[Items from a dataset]
-------------------------

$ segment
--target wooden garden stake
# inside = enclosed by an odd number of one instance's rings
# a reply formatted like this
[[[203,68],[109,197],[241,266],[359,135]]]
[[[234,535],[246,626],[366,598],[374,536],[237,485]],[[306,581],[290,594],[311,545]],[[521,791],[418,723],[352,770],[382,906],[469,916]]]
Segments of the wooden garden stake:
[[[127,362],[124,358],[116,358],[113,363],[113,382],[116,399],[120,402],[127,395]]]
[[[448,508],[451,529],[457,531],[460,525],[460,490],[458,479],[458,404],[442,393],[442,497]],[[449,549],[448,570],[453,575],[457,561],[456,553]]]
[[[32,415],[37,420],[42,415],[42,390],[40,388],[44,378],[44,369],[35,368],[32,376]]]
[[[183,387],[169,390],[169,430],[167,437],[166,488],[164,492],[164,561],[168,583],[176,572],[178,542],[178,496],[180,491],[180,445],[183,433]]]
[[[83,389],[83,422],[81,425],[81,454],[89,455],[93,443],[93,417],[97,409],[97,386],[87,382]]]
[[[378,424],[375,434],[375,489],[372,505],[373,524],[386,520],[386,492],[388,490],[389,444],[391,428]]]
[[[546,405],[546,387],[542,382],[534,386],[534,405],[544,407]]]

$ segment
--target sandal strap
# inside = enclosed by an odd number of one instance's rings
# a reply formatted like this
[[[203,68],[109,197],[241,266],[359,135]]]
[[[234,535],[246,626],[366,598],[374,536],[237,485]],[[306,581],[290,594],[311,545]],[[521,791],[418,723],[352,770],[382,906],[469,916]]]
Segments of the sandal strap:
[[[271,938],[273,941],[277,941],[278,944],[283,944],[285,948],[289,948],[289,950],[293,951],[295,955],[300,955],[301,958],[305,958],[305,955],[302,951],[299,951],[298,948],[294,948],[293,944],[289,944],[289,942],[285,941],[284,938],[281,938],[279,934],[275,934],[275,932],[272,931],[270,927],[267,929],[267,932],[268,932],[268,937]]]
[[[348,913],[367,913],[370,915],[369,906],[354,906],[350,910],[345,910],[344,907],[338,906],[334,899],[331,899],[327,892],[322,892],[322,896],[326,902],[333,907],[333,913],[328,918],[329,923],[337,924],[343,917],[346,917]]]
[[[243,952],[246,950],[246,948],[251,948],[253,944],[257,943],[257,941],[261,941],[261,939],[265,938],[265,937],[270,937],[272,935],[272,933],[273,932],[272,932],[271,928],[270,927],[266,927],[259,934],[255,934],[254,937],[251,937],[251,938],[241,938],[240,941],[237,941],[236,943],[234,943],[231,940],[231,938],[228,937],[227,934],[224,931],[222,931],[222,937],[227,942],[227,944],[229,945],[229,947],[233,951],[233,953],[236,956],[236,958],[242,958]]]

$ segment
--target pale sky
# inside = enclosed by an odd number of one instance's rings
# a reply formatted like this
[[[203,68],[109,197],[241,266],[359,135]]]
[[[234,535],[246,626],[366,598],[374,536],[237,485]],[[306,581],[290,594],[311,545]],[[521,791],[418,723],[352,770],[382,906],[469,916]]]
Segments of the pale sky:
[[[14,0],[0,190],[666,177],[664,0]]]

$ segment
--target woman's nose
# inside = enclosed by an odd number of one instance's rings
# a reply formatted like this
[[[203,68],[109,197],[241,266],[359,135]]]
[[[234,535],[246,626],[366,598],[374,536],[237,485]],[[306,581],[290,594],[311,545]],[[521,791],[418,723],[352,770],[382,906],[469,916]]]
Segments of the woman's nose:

-------------------------

EXERCISE AIM - Return the records exactly, every line included.

PROBLEM SOLUTION -
$ segment
--target wooden garden stake
# inside = enclosed by an odd number of one instance's rings
# a reply formatted like this
[[[203,68],[109,197],[241,266],[359,135]]]
[[[234,535],[246,626],[366,598],[374,536],[237,485]],[[306,581],[290,594],[311,545]],[[521,791],[418,723],[352,770],[382,906],[469,916]]]
Segments of the wooden garden stake:
[[[127,362],[124,358],[116,358],[113,363],[113,382],[116,399],[120,402],[127,395]]]
[[[448,508],[451,529],[457,531],[460,525],[460,490],[458,479],[458,404],[442,393],[442,497]],[[449,549],[448,570],[453,575],[457,561],[456,553]]]
[[[32,415],[37,420],[42,415],[42,390],[40,388],[44,378],[44,369],[35,368],[32,376]]]
[[[183,387],[169,390],[169,430],[167,437],[166,488],[164,492],[164,561],[168,583],[176,572],[178,542],[178,496],[180,491],[180,445],[183,433]]]
[[[83,389],[83,422],[81,425],[81,454],[89,455],[93,443],[93,417],[97,409],[97,386],[87,382]]]
[[[378,424],[375,434],[375,489],[372,505],[373,524],[386,520],[386,492],[388,490],[389,444],[391,428]]]
[[[546,405],[546,387],[542,382],[534,386],[534,405],[544,407]]]

$ segment
--target sandal strap
# inside = enclosed by an odd number of one instance's rings
# a reply formatted like this
[[[203,68],[109,197],[241,266],[359,135]]]
[[[234,535],[246,626],[366,598],[374,536],[237,485]],[[306,581],[290,594],[311,545]],[[521,791],[418,723],[352,770],[382,906],[469,916]]]
Segments of the sandal strap:
[[[271,938],[273,941],[277,941],[278,944],[283,944],[285,948],[289,948],[289,950],[293,951],[295,955],[300,955],[301,958],[305,958],[305,955],[302,951],[299,951],[298,948],[294,948],[293,944],[289,944],[289,942],[285,941],[284,938],[281,938],[279,934],[275,934],[275,932],[272,931],[270,927],[267,929],[267,932],[268,932],[268,937]]]
[[[348,913],[367,913],[370,915],[369,906],[354,906],[350,910],[345,910],[344,907],[338,906],[334,899],[331,899],[327,892],[322,892],[322,896],[326,902],[333,907],[333,913],[328,918],[329,923],[337,924],[343,917],[346,917]]]
[[[243,952],[246,950],[246,948],[251,948],[253,944],[257,943],[257,941],[261,941],[261,939],[265,938],[265,937],[270,937],[272,935],[272,933],[273,932],[272,932],[271,928],[270,927],[266,927],[259,934],[255,934],[254,937],[251,937],[251,938],[241,938],[240,941],[237,941],[236,943],[234,943],[231,940],[231,938],[228,937],[227,934],[224,931],[222,931],[222,937],[227,942],[227,944],[229,945],[229,947],[233,951],[233,953],[236,956],[236,958],[242,958]]]

$ segment
--target pale sky
# inside = enclosed by an odd number of one instance's rings
# a reply formatted like this
[[[203,68],[109,197],[241,266],[359,135]]]
[[[234,535],[246,626],[366,598],[374,536],[237,485]],[[306,581],[290,594],[311,545]],[[521,791],[418,723],[352,770],[382,906],[469,916]]]
Segments of the pale sky:
[[[14,0],[0,190],[666,177],[664,0]]]

$ segment
--target woman's nose
# inside = enclosed by an odd number of one instance's rings
# a reply formatted like this
[[[203,68],[109,197],[241,266],[359,135]]]
[[[234,535],[246,626],[366,598],[374,536],[237,485]],[[306,581],[290,594],[311,545]],[[521,791],[418,723],[352,770],[382,906],[469,916]]]
Segments of the woman's nose:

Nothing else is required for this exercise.